#### Passage

43

Linux perf tools (some time ago named perf_events) has several builtin universal software events. Two most basic of them are: task-clock and cpu_clock (internally called PERF_COUNT_SW_CPU_CLOCK and PERF_COUNT_SW_TASK_CLOCK). But what is wrong with them is lack of description.

ysdx user reports that man perf_event_open has short description:

    PERF_COUNT_SW_CPU_CLOCK
          This reports the CPU clock, a high-resolution per-
          CPU timer.

    PERF_COUNT_SW_TASK_CLOCK
          This reports a clock count specific to the task
          that is running.

But the description is hard to understand.

Can somebody give authoritative answer about how and when the task-clock and cpu-clock events are accounted? How does they relate to the linux kernel scheduler?

When task-clock and cpu-clock will give different values? Which one should I use?

########
#### Provided data

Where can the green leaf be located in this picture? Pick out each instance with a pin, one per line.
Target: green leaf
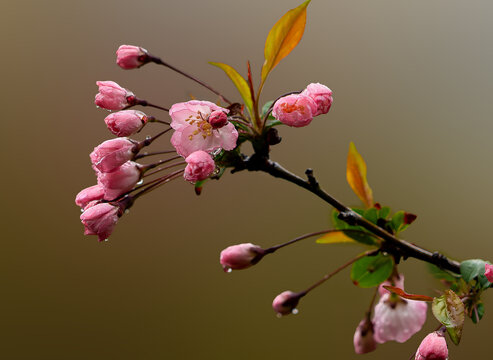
(480, 313)
(441, 274)
(449, 310)
(469, 269)
(239, 82)
(283, 38)
(356, 176)
(371, 271)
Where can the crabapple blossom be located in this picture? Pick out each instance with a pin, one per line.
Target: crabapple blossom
(295, 110)
(85, 196)
(100, 219)
(120, 181)
(488, 272)
(395, 318)
(321, 95)
(433, 347)
(111, 154)
(111, 96)
(285, 303)
(240, 256)
(363, 340)
(125, 122)
(193, 130)
(131, 57)
(199, 166)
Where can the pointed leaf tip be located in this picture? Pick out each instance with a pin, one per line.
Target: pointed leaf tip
(356, 176)
(283, 38)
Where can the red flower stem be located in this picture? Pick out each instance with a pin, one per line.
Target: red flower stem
(342, 267)
(164, 168)
(159, 61)
(140, 156)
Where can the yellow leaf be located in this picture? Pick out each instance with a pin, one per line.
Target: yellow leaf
(335, 237)
(283, 38)
(356, 176)
(239, 82)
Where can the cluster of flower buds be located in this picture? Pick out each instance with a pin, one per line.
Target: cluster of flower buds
(298, 110)
(200, 128)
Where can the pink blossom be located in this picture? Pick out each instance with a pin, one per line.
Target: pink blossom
(488, 272)
(363, 337)
(120, 181)
(111, 154)
(294, 110)
(100, 219)
(321, 95)
(285, 303)
(433, 347)
(131, 57)
(125, 122)
(194, 132)
(397, 319)
(218, 119)
(85, 196)
(240, 256)
(199, 166)
(111, 96)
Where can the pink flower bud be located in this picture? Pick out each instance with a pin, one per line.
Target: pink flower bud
(131, 57)
(321, 95)
(433, 347)
(285, 303)
(363, 338)
(200, 166)
(488, 272)
(240, 256)
(89, 194)
(218, 119)
(125, 122)
(111, 96)
(111, 154)
(120, 181)
(294, 110)
(100, 219)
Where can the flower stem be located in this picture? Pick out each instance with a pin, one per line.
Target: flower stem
(159, 61)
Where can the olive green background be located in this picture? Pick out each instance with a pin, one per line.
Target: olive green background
(412, 82)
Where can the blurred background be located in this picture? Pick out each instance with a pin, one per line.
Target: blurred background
(412, 84)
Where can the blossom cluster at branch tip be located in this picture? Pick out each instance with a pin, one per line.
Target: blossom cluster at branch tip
(194, 132)
(112, 96)
(131, 57)
(433, 347)
(242, 256)
(298, 110)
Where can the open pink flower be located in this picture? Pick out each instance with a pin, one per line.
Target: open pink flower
(397, 319)
(363, 337)
(125, 122)
(111, 154)
(199, 166)
(131, 57)
(85, 196)
(433, 347)
(120, 181)
(100, 219)
(240, 256)
(488, 272)
(111, 96)
(321, 95)
(295, 110)
(194, 132)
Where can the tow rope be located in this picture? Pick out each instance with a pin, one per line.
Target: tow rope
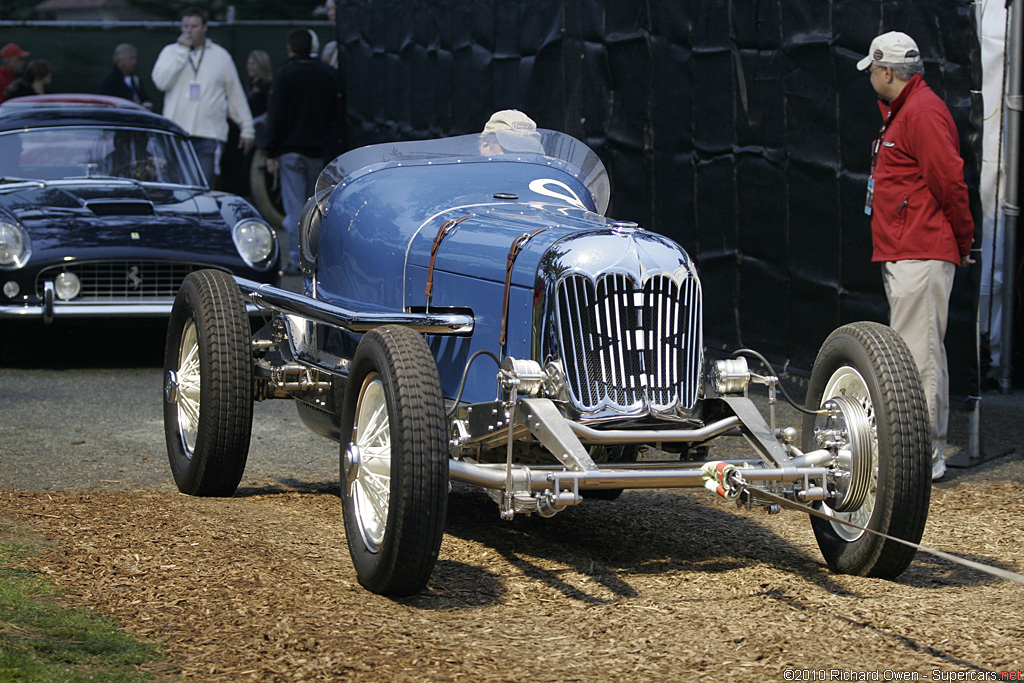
(726, 480)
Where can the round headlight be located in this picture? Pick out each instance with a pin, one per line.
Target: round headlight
(67, 286)
(14, 246)
(255, 243)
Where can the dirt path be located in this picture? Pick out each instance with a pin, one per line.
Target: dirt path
(650, 587)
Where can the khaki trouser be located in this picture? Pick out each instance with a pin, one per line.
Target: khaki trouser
(919, 307)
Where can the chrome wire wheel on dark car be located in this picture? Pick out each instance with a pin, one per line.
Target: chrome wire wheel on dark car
(208, 379)
(878, 421)
(369, 463)
(393, 462)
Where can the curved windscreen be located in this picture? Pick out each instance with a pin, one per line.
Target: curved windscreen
(89, 152)
(580, 160)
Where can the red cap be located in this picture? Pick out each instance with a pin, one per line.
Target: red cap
(12, 50)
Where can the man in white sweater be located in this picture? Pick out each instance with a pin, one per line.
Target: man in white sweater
(202, 89)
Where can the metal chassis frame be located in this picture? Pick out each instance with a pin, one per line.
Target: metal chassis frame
(562, 437)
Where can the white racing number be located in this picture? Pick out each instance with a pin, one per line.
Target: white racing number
(545, 186)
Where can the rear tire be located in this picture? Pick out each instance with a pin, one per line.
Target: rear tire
(393, 462)
(870, 364)
(208, 385)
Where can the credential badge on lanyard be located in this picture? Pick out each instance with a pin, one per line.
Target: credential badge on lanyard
(195, 88)
(876, 147)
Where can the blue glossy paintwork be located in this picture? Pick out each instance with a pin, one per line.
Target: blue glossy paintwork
(381, 220)
(373, 221)
(379, 228)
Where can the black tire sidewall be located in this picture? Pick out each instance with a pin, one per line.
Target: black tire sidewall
(368, 360)
(384, 571)
(224, 425)
(840, 350)
(186, 306)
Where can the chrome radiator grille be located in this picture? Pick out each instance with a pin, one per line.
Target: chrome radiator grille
(627, 346)
(123, 280)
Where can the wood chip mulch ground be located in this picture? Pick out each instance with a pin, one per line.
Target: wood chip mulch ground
(651, 587)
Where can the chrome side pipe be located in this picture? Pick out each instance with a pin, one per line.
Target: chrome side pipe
(525, 478)
(273, 298)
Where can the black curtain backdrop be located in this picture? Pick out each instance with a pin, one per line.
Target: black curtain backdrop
(739, 128)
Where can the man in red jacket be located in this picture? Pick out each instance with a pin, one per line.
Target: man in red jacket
(922, 226)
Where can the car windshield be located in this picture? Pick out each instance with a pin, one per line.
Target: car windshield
(576, 157)
(77, 152)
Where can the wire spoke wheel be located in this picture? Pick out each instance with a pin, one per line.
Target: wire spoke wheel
(879, 429)
(393, 462)
(208, 385)
(372, 485)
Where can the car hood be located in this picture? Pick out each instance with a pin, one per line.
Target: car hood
(110, 217)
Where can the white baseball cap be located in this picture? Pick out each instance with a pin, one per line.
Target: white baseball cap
(892, 48)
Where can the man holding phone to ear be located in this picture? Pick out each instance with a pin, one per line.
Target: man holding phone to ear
(203, 89)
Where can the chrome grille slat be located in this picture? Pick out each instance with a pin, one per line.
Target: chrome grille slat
(628, 346)
(123, 281)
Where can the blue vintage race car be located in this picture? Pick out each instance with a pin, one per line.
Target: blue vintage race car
(104, 210)
(471, 315)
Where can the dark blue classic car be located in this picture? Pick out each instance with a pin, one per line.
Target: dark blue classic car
(470, 315)
(104, 210)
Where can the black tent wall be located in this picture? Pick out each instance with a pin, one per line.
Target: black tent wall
(739, 128)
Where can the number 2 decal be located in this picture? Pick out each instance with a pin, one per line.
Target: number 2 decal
(543, 186)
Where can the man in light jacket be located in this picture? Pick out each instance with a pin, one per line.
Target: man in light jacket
(203, 89)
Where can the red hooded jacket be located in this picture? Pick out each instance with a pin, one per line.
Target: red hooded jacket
(920, 209)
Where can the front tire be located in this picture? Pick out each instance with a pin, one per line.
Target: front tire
(208, 377)
(393, 462)
(867, 368)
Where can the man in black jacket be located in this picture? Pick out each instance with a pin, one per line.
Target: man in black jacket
(121, 81)
(302, 119)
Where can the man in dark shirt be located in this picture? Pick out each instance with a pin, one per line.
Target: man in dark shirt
(121, 81)
(302, 120)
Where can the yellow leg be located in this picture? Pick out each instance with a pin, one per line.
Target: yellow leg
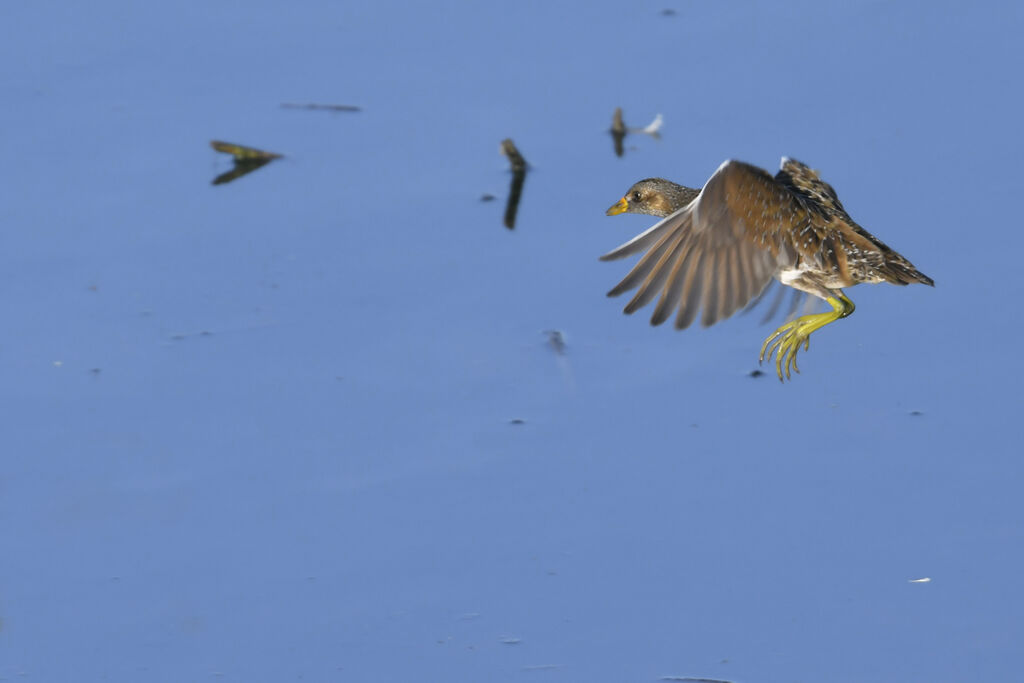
(785, 341)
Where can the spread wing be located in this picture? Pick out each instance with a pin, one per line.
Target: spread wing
(833, 242)
(718, 253)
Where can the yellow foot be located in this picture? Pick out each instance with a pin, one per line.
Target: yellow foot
(785, 341)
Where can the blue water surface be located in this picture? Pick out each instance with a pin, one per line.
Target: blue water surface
(310, 424)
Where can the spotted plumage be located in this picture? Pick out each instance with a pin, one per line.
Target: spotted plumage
(727, 242)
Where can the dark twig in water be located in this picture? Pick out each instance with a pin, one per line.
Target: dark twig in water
(617, 131)
(518, 178)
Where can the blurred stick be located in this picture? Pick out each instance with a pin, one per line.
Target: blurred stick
(328, 108)
(518, 165)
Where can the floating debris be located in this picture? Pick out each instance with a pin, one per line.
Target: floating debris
(323, 108)
(519, 167)
(556, 340)
(620, 130)
(247, 160)
(653, 128)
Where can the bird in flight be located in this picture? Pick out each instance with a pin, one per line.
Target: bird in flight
(717, 248)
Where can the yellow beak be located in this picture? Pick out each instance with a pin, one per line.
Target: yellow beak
(622, 206)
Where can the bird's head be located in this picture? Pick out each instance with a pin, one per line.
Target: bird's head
(654, 197)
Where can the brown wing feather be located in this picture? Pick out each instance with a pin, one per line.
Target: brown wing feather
(835, 243)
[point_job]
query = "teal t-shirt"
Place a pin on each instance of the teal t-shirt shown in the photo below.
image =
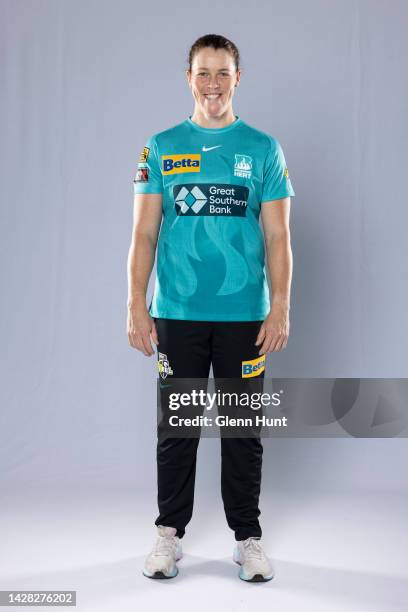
(210, 253)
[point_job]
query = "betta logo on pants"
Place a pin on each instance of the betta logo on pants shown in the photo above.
(253, 367)
(209, 199)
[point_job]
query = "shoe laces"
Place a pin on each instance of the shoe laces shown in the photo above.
(253, 549)
(165, 545)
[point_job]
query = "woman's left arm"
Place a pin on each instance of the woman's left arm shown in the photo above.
(274, 332)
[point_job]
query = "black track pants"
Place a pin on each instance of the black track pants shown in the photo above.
(190, 347)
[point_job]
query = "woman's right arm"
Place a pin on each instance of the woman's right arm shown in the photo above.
(146, 225)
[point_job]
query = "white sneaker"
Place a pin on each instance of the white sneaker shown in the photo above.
(161, 562)
(255, 565)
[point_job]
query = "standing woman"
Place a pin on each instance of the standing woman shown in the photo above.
(207, 180)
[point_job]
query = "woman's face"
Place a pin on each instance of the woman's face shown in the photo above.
(212, 81)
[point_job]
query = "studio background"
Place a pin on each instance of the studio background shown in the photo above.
(84, 83)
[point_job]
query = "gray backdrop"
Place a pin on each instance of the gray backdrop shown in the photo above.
(83, 84)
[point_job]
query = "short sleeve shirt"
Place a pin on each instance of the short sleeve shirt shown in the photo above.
(210, 254)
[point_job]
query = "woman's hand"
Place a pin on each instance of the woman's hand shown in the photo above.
(140, 326)
(274, 332)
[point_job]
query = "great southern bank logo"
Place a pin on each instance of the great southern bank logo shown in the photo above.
(208, 199)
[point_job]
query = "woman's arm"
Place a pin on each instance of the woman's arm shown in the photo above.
(274, 332)
(146, 225)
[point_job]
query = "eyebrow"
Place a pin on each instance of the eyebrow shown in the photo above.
(205, 68)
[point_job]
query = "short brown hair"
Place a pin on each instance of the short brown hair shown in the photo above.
(215, 41)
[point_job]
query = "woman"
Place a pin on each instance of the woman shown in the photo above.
(208, 179)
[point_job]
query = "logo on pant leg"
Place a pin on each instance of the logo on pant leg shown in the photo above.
(163, 366)
(254, 367)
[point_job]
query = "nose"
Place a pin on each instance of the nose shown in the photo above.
(213, 82)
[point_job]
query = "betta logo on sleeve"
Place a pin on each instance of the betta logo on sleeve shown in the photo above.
(185, 162)
(142, 176)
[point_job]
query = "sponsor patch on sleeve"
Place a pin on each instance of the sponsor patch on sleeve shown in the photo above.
(144, 155)
(142, 175)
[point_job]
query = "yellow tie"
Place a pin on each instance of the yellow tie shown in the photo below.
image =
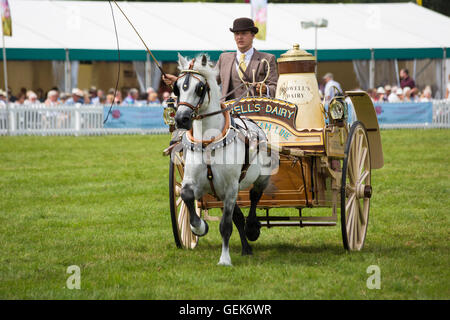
(242, 65)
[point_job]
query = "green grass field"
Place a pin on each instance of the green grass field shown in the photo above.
(101, 203)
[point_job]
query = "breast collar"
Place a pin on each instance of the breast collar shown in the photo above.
(227, 136)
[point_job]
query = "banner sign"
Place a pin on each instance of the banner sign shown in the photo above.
(6, 18)
(404, 113)
(281, 110)
(135, 117)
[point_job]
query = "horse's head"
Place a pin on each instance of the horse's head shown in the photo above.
(193, 89)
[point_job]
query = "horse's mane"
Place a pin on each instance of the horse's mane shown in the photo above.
(209, 71)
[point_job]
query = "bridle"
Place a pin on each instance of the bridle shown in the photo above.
(201, 89)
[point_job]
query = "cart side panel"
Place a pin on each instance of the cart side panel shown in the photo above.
(365, 112)
(287, 189)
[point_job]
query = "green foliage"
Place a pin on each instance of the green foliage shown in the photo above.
(102, 203)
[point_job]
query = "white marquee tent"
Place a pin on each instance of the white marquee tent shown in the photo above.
(83, 30)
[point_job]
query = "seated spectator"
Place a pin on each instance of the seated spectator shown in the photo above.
(99, 97)
(330, 85)
(166, 95)
(52, 98)
(399, 95)
(86, 97)
(426, 95)
(32, 98)
(372, 94)
(2, 98)
(77, 97)
(20, 99)
(133, 96)
(11, 97)
(393, 95)
(93, 98)
(63, 97)
(407, 81)
(388, 90)
(407, 95)
(152, 99)
(380, 95)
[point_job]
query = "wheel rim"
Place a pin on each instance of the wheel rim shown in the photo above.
(356, 192)
(184, 238)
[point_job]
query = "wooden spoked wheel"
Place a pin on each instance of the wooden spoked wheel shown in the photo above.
(184, 238)
(356, 189)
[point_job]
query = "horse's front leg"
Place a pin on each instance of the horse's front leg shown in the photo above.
(226, 226)
(198, 226)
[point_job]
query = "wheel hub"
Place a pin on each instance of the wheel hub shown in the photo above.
(363, 191)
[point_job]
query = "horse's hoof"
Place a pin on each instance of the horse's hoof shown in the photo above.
(247, 251)
(252, 230)
(202, 231)
(225, 263)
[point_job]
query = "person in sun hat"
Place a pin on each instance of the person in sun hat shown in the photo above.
(247, 59)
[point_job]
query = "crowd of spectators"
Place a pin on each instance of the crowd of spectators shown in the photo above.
(92, 96)
(406, 92)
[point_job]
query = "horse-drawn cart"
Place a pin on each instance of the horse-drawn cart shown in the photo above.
(323, 160)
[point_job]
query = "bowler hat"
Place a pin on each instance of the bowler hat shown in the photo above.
(244, 24)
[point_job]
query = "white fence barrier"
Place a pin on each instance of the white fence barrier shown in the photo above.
(40, 119)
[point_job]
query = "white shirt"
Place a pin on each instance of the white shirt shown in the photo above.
(393, 98)
(248, 57)
(329, 91)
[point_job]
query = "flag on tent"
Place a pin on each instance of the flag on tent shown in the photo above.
(6, 18)
(259, 16)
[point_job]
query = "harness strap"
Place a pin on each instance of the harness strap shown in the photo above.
(209, 174)
(246, 164)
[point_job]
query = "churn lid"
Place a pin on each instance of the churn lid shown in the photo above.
(296, 54)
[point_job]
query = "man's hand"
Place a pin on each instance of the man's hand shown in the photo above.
(262, 87)
(169, 79)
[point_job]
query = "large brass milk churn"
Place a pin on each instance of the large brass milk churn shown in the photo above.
(297, 84)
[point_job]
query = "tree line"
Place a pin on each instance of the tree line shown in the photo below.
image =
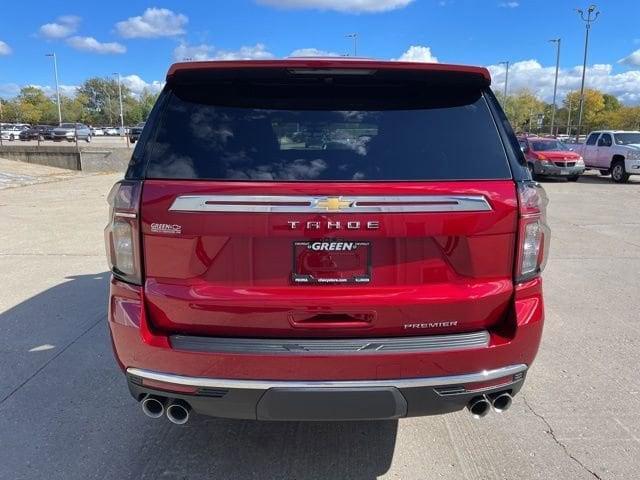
(96, 102)
(527, 113)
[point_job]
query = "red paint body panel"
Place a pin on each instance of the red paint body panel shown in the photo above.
(515, 341)
(228, 274)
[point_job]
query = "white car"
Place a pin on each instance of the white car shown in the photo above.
(612, 152)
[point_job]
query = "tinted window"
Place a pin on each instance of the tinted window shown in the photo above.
(324, 134)
(549, 145)
(592, 139)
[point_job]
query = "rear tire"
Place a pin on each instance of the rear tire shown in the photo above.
(618, 173)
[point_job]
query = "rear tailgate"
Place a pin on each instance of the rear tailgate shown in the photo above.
(360, 204)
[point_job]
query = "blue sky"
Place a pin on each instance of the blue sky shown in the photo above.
(141, 39)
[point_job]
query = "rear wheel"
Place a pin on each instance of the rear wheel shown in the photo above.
(618, 173)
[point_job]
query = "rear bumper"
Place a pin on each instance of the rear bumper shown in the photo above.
(556, 171)
(327, 400)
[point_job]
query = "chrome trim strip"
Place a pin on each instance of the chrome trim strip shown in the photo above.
(330, 204)
(202, 382)
(339, 346)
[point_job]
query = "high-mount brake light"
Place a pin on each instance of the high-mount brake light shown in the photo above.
(122, 234)
(533, 231)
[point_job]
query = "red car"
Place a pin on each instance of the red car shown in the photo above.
(548, 157)
(310, 240)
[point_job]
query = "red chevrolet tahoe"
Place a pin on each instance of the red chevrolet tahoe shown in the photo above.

########

**What is asked**
[A] According to the perf post, why does the poster ask for an authoritative account of the task-clock and cpu-clock events? Answer in one to three sentences.
[B] List every line of the entries that contains the word "spoked".

**Task-by-task results**
[A] The poster says the two events lack a description. The short description from the perf_event_open man page is hard to understand.

[B]
query = "wooden spoked wheel"
Place a pin on each instance of the wooden spoked wheel shown in the photo above.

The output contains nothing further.